Labeled region entries
---

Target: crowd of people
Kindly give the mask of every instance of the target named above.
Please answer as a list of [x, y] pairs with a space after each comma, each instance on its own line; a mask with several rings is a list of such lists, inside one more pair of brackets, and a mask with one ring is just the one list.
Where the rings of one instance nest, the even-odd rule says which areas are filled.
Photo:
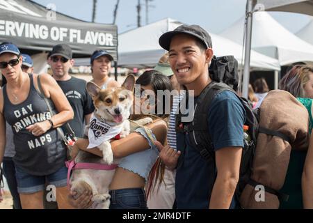
[[[195, 117], [207, 123], [204, 134], [211, 145], [208, 148], [210, 159], [203, 157], [197, 144], [191, 143], [188, 131], [184, 130], [188, 123], [177, 122], [180, 103], [193, 97], [195, 107], [200, 106], [198, 102], [206, 100], [202, 92], [214, 82], [209, 74], [214, 56], [211, 36], [198, 25], [182, 25], [161, 36], [159, 45], [168, 53], [156, 61], [153, 69], [136, 79], [141, 94], [134, 97], [143, 107], [151, 97], [145, 91], [152, 92], [154, 98], [159, 91], [175, 92], [161, 100], [170, 102], [170, 112], [166, 112], [166, 106], [158, 98], [148, 104], [150, 114], [141, 109], [130, 117], [136, 121], [149, 116], [152, 123], [111, 142], [114, 157], [121, 162], [109, 186], [110, 208], [239, 208], [237, 183], [247, 117], [236, 93], [218, 93], [208, 110]], [[90, 56], [91, 82], [102, 89], [120, 86], [110, 77], [113, 61], [104, 50], [96, 50]], [[35, 74], [29, 55], [21, 54], [13, 43], [0, 45], [0, 71], [5, 80], [0, 91], [0, 164], [14, 208], [88, 208], [93, 194], [86, 190], [77, 196], [77, 192], [67, 187], [67, 147], [58, 128], [62, 127], [67, 134], [70, 132], [64, 124], [72, 127], [76, 140], [72, 151], [102, 157], [99, 148], [87, 148], [88, 139], [83, 137], [95, 110], [93, 98], [86, 81], [69, 75], [74, 60], [68, 45], [55, 45], [47, 63], [51, 75]], [[305, 107], [310, 134], [313, 68], [294, 66], [281, 79], [280, 89]], [[249, 86], [248, 99], [253, 108], [261, 106], [269, 91], [264, 78]], [[51, 102], [52, 113], [45, 98]], [[133, 111], [136, 106], [134, 103]], [[186, 107], [184, 115], [193, 113], [195, 107]], [[152, 137], [145, 128], [151, 130]], [[312, 138], [307, 145], [304, 151], [291, 149], [281, 190], [290, 199], [280, 203], [281, 208], [313, 208]], [[55, 187], [55, 199], [47, 199], [47, 185]]]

---

_TASK DIRECTIONS_:
Rewrite the entries above with "crowd of people" replaced by "group of people" and everything else left unchanged. Omit the pictures from your answer.

_CORRECT ANSWER_:
Target: group of people
Kindly give the mask of every instance of the target named above.
Please answer as a list of [x, y] pairs with a space after each comma, each instance on its own line; a mask with several rings is a list of such lists, inside one more pair of brackets, and a mask with one ring is just the one list.
Where the rings of one instance nest, the even-odd rule says which areas are filled.
Photo:
[[[195, 117], [207, 123], [204, 134], [211, 145], [208, 148], [210, 159], [203, 157], [197, 144], [191, 143], [188, 131], [184, 130], [188, 123], [177, 122], [180, 103], [193, 97], [195, 107], [200, 106], [198, 102], [206, 100], [202, 92], [214, 82], [209, 74], [214, 56], [211, 36], [198, 25], [182, 25], [161, 36], [159, 45], [168, 53], [156, 61], [153, 69], [136, 79], [141, 94], [134, 97], [143, 107], [151, 97], [145, 91], [152, 92], [154, 98], [159, 91], [175, 92], [161, 100], [170, 102], [170, 112], [166, 112], [166, 106], [158, 98], [148, 104], [150, 114], [141, 109], [130, 117], [136, 121], [149, 116], [152, 123], [111, 142], [114, 157], [121, 162], [109, 186], [110, 208], [239, 208], [237, 183], [247, 117], [236, 93], [218, 93], [208, 110]], [[90, 56], [91, 82], [102, 89], [120, 86], [110, 77], [113, 61], [104, 50], [96, 50]], [[35, 74], [29, 55], [21, 54], [13, 43], [0, 45], [0, 71], [5, 80], [0, 91], [0, 164], [14, 208], [88, 208], [93, 194], [86, 190], [77, 196], [77, 192], [67, 187], [67, 147], [58, 128], [62, 127], [67, 134], [70, 132], [64, 124], [72, 127], [76, 140], [72, 151], [102, 157], [99, 148], [87, 148], [88, 139], [83, 137], [95, 110], [93, 98], [86, 81], [69, 75], [74, 60], [68, 45], [55, 45], [47, 63], [51, 75]], [[305, 107], [310, 134], [313, 68], [294, 66], [281, 79], [280, 89]], [[249, 86], [248, 99], [253, 108], [261, 106], [269, 91], [264, 78]], [[51, 102], [52, 113], [45, 98]], [[133, 111], [136, 106], [134, 103]], [[186, 107], [184, 115], [193, 113], [195, 107]], [[152, 137], [145, 128], [151, 130]], [[312, 138], [307, 145], [304, 151], [291, 149], [281, 190], [290, 199], [280, 203], [281, 208], [313, 208]], [[55, 187], [55, 199], [47, 199], [47, 185]]]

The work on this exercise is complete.